## Written task 1:
Return every line of the entries below that contains the word "brown".

-- Begin Quoted text --

Equation 1 shows that at the start of the data set, that is, when the reference position i had not yet exceeded the k/2 mark, a window of size k/2 was used to calculate the average value, with the reference value at the start of the window. Similarly, at the end, the k/2-sized window was used, keeping the reference value at the end of the window. Between these two extremes, the window size was increased to k, with k/2 before i and k/2 after i.

In this way, moving averages were calculated for maximum, minimum and average accelerations in the movement, crosswise and vertical directions. Furthermore, moving averages were also calculated for resultant and average resultant acceleration (\(acc_{\text{res}}\), \(acc_{{{\text{avg}}.{\text{res}}}}\)). After the original values were replaced with the moving averages, the differences between maximum and minimum accelerations (\(acc_{ \hbox{max} } , acc_{ \hbox{min} }\)) were calculated for all three directions (\(cross, vert, mov\)), and their differences subsequently calculated. Moreover, the differences between average accelerations (\(acc_{\text{avg}}\)) along the three directions were also calculated. Equations 39 show the complete procedure used for the difference calculations.

$$D_{d} = acc_{{{ \hbox{max} }.d}} - acc_{{{ \hbox{min} }.d}} \, for \, d = cross,vert, mov$$
(3)
$$D_{1} = D_{cross} - D_{vert} - D_{mov}$$
(4)
$$D_{2} = D_{vert} - D_{mov} - D_{cross}$$
(5)
$$D_{3} = D_{mov} - D_{cross} - D_{vert}$$
(6)
$$D_{a1} = acc_{avg.cross} - acc_{avg.vert} - acc_{avg.mov}$$
(7)
$$D_{a2} = acc_{avg.vert} - acc_{avg.mov} - acc_{avg.cross}$$
(8)
$$D_{a3} = acc_{avg.mov} - acc_{avg.cross} - acc_{avg.vert}$$
(9)

Figure 7 shows the entire pre-processing method. After pre-processing, the final features were as follows: maximum, minimum and average acceleration along the three directions; differences between maximum and minimum \(\left( {D_{x} , D_{y} , D_{z} } \right)\); their differences \(\left( {D_{1} , D_{2} , D_{3} } \right)\); differences between average accelerations \(\left( {D_{a1} , D_{a2} , D_{a3} } \right)\); resultant acceleration and average resultant acceleration. In addition, moving averages were calculated for all values.

-- End Quoted text --
-- Begin Record extracts --

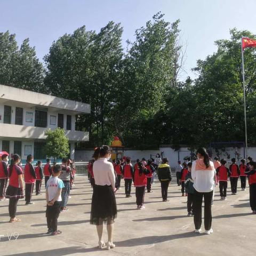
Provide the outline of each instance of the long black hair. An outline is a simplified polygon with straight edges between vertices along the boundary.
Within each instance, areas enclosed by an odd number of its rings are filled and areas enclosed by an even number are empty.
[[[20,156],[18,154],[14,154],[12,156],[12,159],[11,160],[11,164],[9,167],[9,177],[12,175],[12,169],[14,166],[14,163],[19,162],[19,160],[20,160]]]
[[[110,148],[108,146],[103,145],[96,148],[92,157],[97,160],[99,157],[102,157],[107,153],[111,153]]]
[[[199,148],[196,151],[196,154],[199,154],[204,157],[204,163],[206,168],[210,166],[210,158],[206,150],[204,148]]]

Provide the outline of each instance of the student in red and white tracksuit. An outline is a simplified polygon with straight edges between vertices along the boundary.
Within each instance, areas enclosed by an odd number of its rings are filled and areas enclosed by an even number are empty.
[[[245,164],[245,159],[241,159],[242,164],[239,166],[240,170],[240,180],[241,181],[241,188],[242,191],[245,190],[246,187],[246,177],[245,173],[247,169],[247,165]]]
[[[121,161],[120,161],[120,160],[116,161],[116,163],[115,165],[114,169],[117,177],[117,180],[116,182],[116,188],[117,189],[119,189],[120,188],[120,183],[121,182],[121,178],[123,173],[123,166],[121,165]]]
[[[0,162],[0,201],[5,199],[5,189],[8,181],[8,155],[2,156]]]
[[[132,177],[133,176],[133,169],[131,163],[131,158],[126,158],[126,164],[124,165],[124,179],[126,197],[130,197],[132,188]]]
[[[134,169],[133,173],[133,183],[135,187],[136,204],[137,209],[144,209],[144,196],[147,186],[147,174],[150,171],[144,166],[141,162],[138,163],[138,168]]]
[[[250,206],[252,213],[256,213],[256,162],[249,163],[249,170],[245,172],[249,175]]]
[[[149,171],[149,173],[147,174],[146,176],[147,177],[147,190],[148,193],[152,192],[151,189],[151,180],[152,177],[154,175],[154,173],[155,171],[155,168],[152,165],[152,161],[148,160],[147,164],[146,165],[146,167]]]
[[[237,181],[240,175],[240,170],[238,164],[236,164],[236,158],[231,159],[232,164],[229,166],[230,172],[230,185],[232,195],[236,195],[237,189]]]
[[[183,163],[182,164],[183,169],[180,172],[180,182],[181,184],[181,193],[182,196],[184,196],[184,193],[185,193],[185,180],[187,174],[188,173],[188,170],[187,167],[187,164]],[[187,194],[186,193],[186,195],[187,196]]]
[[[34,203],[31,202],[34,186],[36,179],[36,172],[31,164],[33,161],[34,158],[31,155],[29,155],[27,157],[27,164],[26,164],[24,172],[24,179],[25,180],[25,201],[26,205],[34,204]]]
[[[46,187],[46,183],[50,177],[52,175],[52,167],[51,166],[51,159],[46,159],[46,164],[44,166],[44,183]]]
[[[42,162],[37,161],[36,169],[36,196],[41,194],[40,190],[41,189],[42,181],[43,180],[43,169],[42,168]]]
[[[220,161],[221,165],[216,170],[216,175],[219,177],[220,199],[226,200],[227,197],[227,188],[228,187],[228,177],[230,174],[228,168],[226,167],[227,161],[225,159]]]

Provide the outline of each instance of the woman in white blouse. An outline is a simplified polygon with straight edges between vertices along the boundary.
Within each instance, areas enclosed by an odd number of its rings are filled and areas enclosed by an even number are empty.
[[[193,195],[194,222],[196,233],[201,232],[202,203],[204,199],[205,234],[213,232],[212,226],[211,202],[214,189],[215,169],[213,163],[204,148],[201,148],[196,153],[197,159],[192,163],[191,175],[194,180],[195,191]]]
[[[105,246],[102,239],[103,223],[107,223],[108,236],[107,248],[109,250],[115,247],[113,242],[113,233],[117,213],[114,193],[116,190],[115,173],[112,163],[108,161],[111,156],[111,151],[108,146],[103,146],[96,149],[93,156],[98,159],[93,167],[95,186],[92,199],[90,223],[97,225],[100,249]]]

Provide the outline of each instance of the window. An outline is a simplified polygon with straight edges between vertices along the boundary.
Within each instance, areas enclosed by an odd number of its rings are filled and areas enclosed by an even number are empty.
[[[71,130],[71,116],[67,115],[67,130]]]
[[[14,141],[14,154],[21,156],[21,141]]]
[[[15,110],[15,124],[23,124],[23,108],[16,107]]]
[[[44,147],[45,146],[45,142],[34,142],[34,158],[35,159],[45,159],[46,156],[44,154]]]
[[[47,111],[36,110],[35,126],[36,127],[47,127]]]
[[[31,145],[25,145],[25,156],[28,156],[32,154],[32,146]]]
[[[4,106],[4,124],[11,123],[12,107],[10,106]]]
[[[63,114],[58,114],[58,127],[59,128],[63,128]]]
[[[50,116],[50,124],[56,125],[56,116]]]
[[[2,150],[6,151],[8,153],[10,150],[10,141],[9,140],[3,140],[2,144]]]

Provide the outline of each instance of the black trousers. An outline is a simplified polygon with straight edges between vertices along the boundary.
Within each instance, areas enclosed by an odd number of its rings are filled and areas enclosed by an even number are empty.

-- End Record extracts --
-- Begin Record extracts --

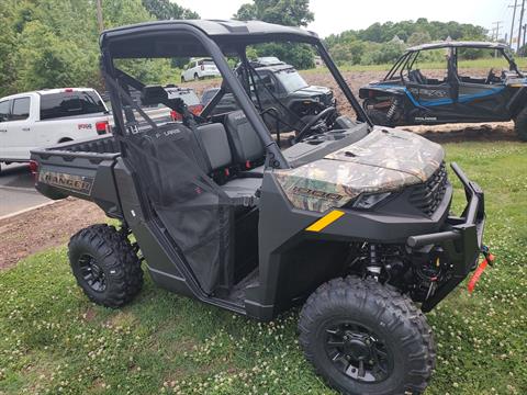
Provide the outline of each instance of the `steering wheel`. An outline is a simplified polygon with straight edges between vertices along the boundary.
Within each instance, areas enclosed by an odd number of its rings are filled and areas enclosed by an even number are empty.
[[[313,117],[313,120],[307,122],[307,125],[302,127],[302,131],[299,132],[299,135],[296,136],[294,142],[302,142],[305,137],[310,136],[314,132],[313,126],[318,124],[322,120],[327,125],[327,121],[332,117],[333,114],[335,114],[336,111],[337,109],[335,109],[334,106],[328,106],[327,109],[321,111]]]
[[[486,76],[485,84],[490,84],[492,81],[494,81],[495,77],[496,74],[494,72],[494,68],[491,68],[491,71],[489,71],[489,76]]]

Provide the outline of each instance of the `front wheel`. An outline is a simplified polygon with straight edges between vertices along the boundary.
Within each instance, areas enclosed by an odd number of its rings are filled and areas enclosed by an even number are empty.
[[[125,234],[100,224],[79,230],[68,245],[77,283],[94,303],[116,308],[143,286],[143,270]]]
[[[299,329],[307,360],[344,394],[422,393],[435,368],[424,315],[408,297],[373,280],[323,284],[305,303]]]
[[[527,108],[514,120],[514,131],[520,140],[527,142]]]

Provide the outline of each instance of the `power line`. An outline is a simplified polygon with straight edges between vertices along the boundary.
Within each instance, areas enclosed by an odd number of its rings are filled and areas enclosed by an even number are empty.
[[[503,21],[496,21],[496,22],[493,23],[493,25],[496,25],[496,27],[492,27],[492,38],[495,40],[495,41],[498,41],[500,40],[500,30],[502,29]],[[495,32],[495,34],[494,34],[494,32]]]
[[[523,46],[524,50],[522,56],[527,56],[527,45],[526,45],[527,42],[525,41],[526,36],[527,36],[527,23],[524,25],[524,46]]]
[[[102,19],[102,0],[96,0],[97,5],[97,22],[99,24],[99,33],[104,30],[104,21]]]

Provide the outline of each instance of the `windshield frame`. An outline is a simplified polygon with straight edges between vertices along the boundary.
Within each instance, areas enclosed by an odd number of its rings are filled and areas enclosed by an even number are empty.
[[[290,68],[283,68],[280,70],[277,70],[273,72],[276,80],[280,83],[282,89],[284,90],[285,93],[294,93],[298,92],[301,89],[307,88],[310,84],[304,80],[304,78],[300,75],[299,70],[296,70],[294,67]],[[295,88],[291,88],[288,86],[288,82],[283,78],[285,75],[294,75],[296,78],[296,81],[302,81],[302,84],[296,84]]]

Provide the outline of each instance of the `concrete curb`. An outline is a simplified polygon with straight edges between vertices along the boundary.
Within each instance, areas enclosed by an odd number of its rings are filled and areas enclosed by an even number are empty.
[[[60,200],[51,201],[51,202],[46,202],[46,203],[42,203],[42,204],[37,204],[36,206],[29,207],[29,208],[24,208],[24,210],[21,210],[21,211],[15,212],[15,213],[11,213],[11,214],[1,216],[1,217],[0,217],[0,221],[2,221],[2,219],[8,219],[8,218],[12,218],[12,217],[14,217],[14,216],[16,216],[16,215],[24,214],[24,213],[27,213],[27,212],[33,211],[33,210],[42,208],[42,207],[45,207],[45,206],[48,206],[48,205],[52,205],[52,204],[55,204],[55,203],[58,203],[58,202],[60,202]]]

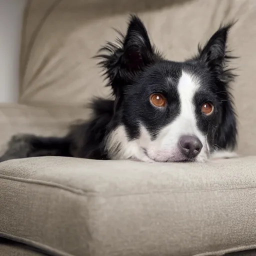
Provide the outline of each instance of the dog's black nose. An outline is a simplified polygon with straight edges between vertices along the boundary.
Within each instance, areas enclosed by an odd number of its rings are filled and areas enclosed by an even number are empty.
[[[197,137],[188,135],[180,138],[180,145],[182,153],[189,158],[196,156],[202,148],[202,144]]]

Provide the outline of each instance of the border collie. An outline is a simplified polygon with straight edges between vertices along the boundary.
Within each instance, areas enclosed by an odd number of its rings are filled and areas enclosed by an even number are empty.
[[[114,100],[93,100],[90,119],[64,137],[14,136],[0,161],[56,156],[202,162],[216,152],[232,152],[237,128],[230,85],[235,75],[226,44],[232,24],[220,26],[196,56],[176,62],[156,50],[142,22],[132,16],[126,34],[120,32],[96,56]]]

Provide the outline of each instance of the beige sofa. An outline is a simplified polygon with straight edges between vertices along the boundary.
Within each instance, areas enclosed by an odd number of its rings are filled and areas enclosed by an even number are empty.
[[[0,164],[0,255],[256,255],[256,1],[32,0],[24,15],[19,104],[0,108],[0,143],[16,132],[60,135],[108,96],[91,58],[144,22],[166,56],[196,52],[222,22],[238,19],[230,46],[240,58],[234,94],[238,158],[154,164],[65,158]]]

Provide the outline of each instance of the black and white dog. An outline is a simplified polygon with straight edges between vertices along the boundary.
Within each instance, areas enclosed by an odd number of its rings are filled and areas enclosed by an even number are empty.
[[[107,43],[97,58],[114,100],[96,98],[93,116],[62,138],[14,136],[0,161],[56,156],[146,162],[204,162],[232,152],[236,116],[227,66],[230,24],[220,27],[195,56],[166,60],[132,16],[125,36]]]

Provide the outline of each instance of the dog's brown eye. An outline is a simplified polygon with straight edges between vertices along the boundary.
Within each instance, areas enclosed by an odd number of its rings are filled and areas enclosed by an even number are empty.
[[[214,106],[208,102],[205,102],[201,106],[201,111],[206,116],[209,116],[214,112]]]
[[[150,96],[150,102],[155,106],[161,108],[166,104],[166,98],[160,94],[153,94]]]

-- End Record extracts --
-- Begin Record extracts --

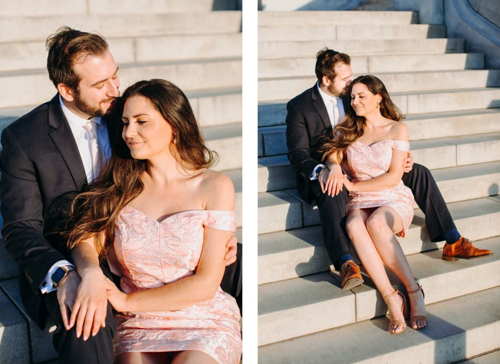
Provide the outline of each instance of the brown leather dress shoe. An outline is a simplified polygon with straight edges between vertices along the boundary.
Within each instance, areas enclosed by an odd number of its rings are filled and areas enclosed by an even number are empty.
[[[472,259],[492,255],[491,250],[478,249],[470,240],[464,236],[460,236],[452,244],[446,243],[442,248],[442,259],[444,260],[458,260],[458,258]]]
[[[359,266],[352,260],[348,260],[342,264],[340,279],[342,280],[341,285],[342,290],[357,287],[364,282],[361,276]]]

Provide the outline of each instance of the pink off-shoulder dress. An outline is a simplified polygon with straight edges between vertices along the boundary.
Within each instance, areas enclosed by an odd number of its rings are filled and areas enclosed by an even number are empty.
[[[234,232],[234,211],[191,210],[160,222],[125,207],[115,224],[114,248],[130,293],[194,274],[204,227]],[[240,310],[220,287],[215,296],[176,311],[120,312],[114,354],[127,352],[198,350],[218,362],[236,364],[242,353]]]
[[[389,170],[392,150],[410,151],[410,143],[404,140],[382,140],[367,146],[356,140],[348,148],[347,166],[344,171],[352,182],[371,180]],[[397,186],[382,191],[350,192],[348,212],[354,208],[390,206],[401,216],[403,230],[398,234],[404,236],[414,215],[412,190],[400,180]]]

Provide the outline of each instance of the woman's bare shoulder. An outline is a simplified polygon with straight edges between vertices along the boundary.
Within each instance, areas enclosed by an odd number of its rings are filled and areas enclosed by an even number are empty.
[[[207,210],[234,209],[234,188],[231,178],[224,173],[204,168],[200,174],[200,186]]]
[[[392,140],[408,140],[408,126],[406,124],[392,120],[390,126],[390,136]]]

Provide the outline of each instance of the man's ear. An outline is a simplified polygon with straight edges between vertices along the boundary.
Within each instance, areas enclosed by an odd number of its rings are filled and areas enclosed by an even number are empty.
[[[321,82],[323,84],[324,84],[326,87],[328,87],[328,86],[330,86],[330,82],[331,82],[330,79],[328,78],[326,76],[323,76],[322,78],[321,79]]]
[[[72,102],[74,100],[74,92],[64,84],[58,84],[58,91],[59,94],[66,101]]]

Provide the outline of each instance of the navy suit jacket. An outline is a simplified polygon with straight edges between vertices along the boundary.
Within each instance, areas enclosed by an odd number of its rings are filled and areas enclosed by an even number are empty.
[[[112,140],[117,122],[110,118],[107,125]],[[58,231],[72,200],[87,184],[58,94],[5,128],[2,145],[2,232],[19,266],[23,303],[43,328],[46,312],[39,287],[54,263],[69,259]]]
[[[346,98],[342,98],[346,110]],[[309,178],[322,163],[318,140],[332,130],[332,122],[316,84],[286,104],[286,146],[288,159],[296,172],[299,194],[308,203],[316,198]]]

-- End Record extracts --

## Written task 2:
Print the part of the acceleration text from "Figure 7 shows the" up to and including "for all values.".

## Exercise output 1:
Provide the outline of each instance of the dog's brown eye. An outline is a simplified polygon with straight edges between vertices along the boundary.
Provide the outline of each instance of the brown leather dress shoe. An outline is a simplified polygon with straight edges between vertices along the boundary.

## Exercise output 2:
Figure 7 shows the entire pre-processing method. After pre-processing, the final features were as follows: maximum, minimum and average acceleration along the three directions; differences between maximum and minimum \(\left( {D_{x} , D_{y} , D_{z} } \right)\); their differences \(\left( {D_{1} , D_{2} , D_{3} } \right)\); differences between average accelerations \(\left( {D_{a1} , D_{a2} , D_{a3} } \right)\); resultant acceleration and average resultant acceleration. In addition, moving averages were calculated for all values.